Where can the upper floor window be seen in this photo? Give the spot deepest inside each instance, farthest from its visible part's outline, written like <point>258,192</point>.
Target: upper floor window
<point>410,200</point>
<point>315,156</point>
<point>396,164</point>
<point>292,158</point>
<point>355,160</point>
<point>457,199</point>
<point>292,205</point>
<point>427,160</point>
◇ ◇ ◇ ◇ ◇
Word for word, print every line above.

Where can the upper floor window be seen in this photo? Give the spot deepest inside each instance, farthest from its visible part's outline, written like <point>258,192</point>.
Target: upper floor window
<point>410,200</point>
<point>315,156</point>
<point>396,164</point>
<point>292,158</point>
<point>355,160</point>
<point>457,199</point>
<point>292,205</point>
<point>427,160</point>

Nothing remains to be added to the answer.